**Assigned task A**
According to the article on resident volunteering at Penney Retirement Community, why do residents serve on the community governance board and its Association of Residents? Answer in one to three sentences.
**Assigned task B**
Carry on the article about resident volunteering at Penney Retirement Community, beginning after its final sentence.

**Extracted text**

Volunteers serving food at community kitchen
(Credit: Jose Luis Pelaez Inc / Getty Images)

Volunteerism is ingrained in the culture of Penney Retirement Community. Last year, residents volunteered more than 150,000 hours in the Green Cove Spring, FL, continuing care retirement community.

But the pandemic put the resident engagement model to the test.

A history of volunteering

Speaking Wednesday during a LeadingAge membership call, Penney President and CEO Teresa Scott said that residents typically volunteer in three to four areas of the community, including through clubs, the community coffee shop, as resident advocates, in the garden and on special committees.

Florida also developed a patient care assistant role, for which volunteers can be trained to assist staff members in doing more hands-on care for residents, including passing liquid foods and offering dining assistance. 

Residents also serve on the community governance board and its Association of Residents, ensuring that their voice is heard in day-to-day operations as well as planning for the future of the community. Seven of the 17 board of director members are residents.

In fact, new residents sign a contract committing to at least five years of volunteer service once they move in.

But when the fitness center, dining room and other areas of the community were shut down during COVID-19, Scott said, she worried that cutting back on volunteering would affect the community’s culture. 

She said she noticed a difference in engagement levels among new residents who entered the community from December 2019 through early 2022. But today, all of the volunteers are back and happy to be serving in their previous roles. 

“Residents are part of the delivery and receipt of care and services,” Scott said. “We’ve worked hard these last six months to begin introducing residents back into volunteer roles.”

Assess a community before jumping on board

Other communities considering adopting a resident volunteer program first should assess their community culture to gauge the willingness of residents to volunteer, as well as determine whether the governing board is receptive to the idea, she recommended. Volunteerism, Scott noted, has been part of the Penney culture for its entire 96-year existence.

Records from a data collection
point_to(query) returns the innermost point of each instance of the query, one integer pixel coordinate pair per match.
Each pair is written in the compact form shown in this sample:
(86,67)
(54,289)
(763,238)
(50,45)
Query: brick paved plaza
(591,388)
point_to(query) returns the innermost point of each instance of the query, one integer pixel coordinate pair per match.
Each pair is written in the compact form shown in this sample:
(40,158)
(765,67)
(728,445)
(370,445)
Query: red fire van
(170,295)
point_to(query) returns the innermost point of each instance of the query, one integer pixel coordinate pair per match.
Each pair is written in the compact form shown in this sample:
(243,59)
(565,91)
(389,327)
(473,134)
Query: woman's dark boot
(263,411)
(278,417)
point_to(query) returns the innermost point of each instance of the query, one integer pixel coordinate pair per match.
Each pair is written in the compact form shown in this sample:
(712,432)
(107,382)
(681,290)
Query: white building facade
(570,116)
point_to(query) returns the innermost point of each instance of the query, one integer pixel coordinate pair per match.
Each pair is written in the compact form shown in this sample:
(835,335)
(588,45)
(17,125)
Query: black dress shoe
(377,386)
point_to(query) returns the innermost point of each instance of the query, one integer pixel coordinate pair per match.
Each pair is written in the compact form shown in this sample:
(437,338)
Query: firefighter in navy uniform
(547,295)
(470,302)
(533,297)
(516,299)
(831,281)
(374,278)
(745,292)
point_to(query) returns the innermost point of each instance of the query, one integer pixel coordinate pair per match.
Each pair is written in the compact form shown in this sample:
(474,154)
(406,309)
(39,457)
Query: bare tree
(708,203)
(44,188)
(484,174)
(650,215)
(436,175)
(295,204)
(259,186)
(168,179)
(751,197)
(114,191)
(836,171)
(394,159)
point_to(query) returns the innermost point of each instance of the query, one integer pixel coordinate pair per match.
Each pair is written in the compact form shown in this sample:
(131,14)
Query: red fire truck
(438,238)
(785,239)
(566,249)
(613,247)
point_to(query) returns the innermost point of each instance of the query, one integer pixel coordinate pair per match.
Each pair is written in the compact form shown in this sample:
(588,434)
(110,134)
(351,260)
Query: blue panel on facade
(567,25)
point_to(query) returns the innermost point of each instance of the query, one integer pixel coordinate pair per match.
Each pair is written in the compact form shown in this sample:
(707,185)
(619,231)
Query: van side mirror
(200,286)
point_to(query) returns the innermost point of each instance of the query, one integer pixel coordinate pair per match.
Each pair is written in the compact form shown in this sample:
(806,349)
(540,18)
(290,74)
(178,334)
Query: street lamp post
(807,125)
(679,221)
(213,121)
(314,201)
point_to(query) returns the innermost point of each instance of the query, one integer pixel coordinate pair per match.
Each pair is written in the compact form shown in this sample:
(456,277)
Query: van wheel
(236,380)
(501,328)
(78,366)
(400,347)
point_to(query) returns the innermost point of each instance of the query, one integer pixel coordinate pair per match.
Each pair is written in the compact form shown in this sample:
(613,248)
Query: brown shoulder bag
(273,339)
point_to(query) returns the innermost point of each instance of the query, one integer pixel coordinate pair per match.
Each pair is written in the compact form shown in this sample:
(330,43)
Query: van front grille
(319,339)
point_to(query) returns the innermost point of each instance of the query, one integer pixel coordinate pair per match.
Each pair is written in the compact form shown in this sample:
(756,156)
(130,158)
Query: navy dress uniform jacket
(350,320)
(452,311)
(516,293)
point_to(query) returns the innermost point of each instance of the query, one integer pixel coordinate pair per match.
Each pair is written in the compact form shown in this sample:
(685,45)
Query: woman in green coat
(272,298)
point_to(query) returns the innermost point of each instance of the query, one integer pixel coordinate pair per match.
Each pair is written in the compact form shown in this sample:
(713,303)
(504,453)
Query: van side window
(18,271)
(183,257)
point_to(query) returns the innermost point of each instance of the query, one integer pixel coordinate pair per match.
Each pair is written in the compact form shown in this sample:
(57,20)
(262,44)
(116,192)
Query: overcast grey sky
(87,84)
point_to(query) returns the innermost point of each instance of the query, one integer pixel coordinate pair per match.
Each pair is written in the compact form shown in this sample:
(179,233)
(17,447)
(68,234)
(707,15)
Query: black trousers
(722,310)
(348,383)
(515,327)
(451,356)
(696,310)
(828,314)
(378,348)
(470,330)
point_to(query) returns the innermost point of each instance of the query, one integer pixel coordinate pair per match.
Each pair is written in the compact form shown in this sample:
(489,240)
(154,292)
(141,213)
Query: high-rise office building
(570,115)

**Task result A**
Residents serve on the governance board and the Association of Residents so that their voice is heard in the community's day-to-day operations. It also ensures they have a say in planning for the community's future.

**Task result B**
“Go slow, and start talking with your resident association, and get ideas on ways they think they can help,” she said. “It’s about who you are and the culture of your community and if that’s a good fit for you.”

Resident engagement can be a community’s biggest strength, but also its biggest weakness, Scott said, adding that educating residents on different aspects of the community important to their volunteering efforts often takes considerable time.

Residents on the board’s finance committee, for example, helped roll out a strategic communication effort explaining to others why the community’s typical 3% rate increase was jumping to 9% in the spring. To be able to do that, they were educated about a legislative change at the state level that significantly increased the salaries of workers, quelling negative feedback.

“Residents realized it was going to salaries for employees, especially employees in the healthcare area, where we were seeing people exiting the fields of practice,” Scott said.

But during a strategic assessment, that same resident engagement slowed the process of building a new nursing home for two years. Residents had to delve into the process and conduct their own reviews of recommendations and costs to arrive at a consensus for communication.